■ **Text block**:
########
Opinion
10244 M-6830 Index 850240/14
10-31-2019
Eckert Seamans Cherin & Mellott, LLC, White Plains (Riyaz G. Bhimani of counsel), for appellant. Marzec Law Firm, P.C., Brooklyn (Jerome Noll of counsel), for Elizabeth Hazan and Real Estate Holdings Group, L.D.C., respondents. Richland & Falkowski, PLLC, Washingtonville (Daniel H. Richland of counsel), for 1 East 62nd Street Apt 1A LLC, respondent.
Eckert Seamans Cherin & Mellott, LLC, White Plains (Riyaz G. Bhimani of counsel), for appellant.
Marzec Law Firm, P.C., Brooklyn (Jerome Noll of counsel), for Elizabeth Hazan and Real Estate Holdings Group, L.D.C., respondents.
Richland & Falkowski, PLLC, Washingtonville (Daniel H. Richland of counsel), for 1 East 62nd Street Apt 1A LLC, respondent.
Friedman, J.P., Gische, Kapnick, Kern, JJ.
Order, Supreme Court, New York County (Judith N. McMahon, J.), entered on May 17, 2018, which granted defendants-respondents' motion to dismiss the complaint with prejudice, unanimously reversed, on the law, without costs, and the motion denied. Plaintiff commenced a prior foreclosure action on April 7 2008, in which it purported to accelerate the underlying mortgage debt. Defendant Hazan moved to dismiss based on plaintiff's failure to comply with the 30–day notice requirement contained in Section 22 of the mortgage, and her motion was granted due to plaintiff's failure "to comply with the condition precedent regarding service of the thirty-day notice accelerating the loan." When plaintiff commenced this action over six years later, defendants Hazan and Real Estate Holdings Group, LDC moved to dismiss the action as time-barred.
########
■ **Required tasks**:
1) In the foreclosure opinion, which section of the mortgage contained the 30-day notice requirement?
2) From the foreclosure opinion, print the passage starting at "Friedman, J.P., Gische, Kapnick, Kern, JJ." and ending at "action as time-barred.".
3) Carry on the foreclosure opinion from the point at which it stops.

■ **Information provided**:
########
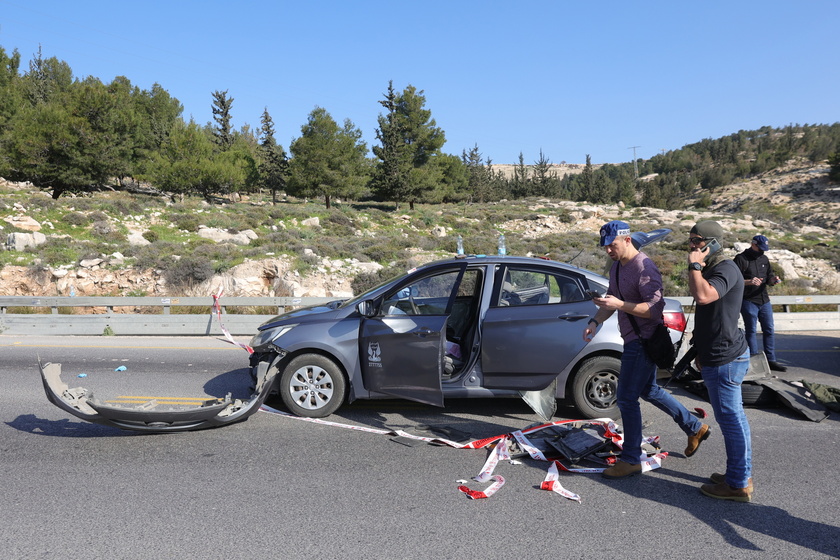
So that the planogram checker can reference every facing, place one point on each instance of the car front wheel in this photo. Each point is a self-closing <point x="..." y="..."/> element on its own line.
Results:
<point x="595" y="387"/>
<point x="312" y="386"/>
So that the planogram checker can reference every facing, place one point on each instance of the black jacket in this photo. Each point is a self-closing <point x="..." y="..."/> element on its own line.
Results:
<point x="754" y="264"/>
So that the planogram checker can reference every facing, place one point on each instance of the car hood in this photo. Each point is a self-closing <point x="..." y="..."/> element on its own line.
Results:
<point x="151" y="416"/>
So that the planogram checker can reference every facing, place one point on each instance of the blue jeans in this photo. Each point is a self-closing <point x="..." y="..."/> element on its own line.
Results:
<point x="638" y="379"/>
<point x="724" y="385"/>
<point x="752" y="312"/>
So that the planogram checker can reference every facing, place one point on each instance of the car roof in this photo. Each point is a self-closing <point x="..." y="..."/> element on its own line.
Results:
<point x="508" y="260"/>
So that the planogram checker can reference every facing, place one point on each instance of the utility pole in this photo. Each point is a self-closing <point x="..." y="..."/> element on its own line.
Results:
<point x="635" y="165"/>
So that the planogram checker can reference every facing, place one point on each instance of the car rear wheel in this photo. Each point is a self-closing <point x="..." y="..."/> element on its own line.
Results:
<point x="312" y="386"/>
<point x="595" y="387"/>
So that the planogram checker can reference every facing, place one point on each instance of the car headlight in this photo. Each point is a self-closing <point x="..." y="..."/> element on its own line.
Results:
<point x="269" y="335"/>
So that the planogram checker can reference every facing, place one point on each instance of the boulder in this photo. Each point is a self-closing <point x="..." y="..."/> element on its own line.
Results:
<point x="19" y="241"/>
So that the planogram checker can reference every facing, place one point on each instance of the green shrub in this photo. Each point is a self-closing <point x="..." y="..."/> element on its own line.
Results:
<point x="186" y="222"/>
<point x="76" y="219"/>
<point x="187" y="272"/>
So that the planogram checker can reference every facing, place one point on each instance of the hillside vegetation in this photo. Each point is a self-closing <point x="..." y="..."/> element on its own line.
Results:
<point x="153" y="233"/>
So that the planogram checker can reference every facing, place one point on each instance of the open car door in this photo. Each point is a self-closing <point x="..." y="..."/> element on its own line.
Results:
<point x="402" y="346"/>
<point x="548" y="329"/>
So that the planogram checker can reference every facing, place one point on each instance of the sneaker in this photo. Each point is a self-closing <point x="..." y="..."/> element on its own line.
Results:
<point x="720" y="478"/>
<point x="621" y="470"/>
<point x="723" y="491"/>
<point x="694" y="441"/>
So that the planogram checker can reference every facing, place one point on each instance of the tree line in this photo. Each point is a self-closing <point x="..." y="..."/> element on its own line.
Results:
<point x="70" y="135"/>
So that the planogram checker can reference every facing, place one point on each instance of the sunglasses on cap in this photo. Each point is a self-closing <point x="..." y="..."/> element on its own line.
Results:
<point x="699" y="240"/>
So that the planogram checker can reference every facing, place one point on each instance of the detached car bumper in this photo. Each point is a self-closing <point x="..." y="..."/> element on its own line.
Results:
<point x="150" y="416"/>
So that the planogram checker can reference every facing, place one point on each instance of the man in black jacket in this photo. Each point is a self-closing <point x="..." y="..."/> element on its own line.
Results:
<point x="758" y="274"/>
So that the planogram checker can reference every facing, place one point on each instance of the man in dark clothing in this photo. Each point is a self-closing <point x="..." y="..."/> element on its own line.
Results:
<point x="722" y="355"/>
<point x="758" y="274"/>
<point x="636" y="291"/>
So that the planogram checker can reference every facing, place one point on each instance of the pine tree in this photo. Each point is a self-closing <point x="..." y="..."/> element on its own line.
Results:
<point x="222" y="132"/>
<point x="274" y="165"/>
<point x="409" y="139"/>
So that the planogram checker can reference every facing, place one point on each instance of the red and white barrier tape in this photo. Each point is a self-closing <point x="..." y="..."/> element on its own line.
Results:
<point x="499" y="481"/>
<point x="500" y="452"/>
<point x="217" y="307"/>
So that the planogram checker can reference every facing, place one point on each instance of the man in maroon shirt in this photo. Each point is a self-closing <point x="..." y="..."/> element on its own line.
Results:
<point x="636" y="289"/>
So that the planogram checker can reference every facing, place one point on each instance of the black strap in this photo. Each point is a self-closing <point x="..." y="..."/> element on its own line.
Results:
<point x="618" y="289"/>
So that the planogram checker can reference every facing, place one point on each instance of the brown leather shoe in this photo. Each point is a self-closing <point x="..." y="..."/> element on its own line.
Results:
<point x="694" y="441"/>
<point x="621" y="470"/>
<point x="723" y="491"/>
<point x="719" y="478"/>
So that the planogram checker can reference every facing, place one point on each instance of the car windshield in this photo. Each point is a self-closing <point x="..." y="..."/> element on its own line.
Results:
<point x="364" y="295"/>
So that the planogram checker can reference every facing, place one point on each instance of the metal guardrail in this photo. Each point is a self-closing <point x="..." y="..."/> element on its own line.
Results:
<point x="58" y="316"/>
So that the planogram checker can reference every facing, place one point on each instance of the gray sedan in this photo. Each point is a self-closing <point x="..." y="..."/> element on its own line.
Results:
<point x="475" y="326"/>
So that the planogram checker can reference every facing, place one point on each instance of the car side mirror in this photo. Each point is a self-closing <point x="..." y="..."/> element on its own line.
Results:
<point x="366" y="308"/>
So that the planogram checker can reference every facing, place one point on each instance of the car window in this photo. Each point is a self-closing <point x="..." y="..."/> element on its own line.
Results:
<point x="426" y="296"/>
<point x="536" y="287"/>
########
■ **Answers per task**:
1) Section 22

2)
Friedman, J.P., Gische, Kapnick, Kern, JJ.
Order, Supreme Court, New York County (Judith N. McMahon, J.), entered on May 17, 2018, which granted defendants-respondents' motion to dismiss the complaint with prejudice, unanimously reversed, on the law, without costs, and the motion denied. Plaintiff commenced a prior foreclosure action on April 7 2008, in which it purported to accelerate the underlying mortgage debt. Defendant Hazan moved to dismiss based on plaintiff's failure to comply with the 30–day notice requirement contained in Section 22 of the mortgage, and her motion was granted due to plaintiff's failure "to comply with the condition precedent regarding service of the thirty-day notice accelerating the loan." When plaintiff commenced this action over six years later, defendants Hazan and Real Estate Holdings Group, LDC moved to dismiss the action as time-barred.

3)
Once a mortgage debt is validly accelerated, the entire amount becomes due and the statute of limitations begins to run on the entire debt (see MTGLQ Invs., LP v. Wozencraft , 172 A.D.3d 644, 102 N.Y.S.3d 25 [1st Dept. 2019] ). Because a mortgage cannot be validly accelerated without proper notice required by the mortgage (see Norwest Bank Minn. v. Sabloff , 297 A.D.2d 722, 723, 747 N.Y.S.2d 559 [2d Dept. 2002] ; GE Capital Mtge. Servs. v. Mittelman , 238 A.D.2d 471, 656 N.Y.S.2d 645 [2d Dept. 1997] ), the order dismissing plaintiff's initial action on precisely that point invalidated the purported acceleration of the mortgage, so that the statute of limitations did not accrue (see Deutsche Bank Natl. Trust Co. v. Board of Mgrs. of the E. 86th St. Condominium , 162 A.D.3d 547, 75 N.Y.S.3d 424 [1st Dept. 2018] [purported acceleration of mortgage by plaintiff lacking standing was a nullity and did not trigger statute of limitations]; Wells Fargo Bank N.A. v. Burke , 94 A.D.3d 980, 982–983, 943 N.Y.S.2d 540 [2d Dept. 2012] [since plaintiff's predecessor lacked standing to commence the prior foreclosure action, commencement of that action did not operate to validly accelerate the debt] ).
Accordingly, this action is not barred by the statute of limitations.
Motion for counsel fees denied.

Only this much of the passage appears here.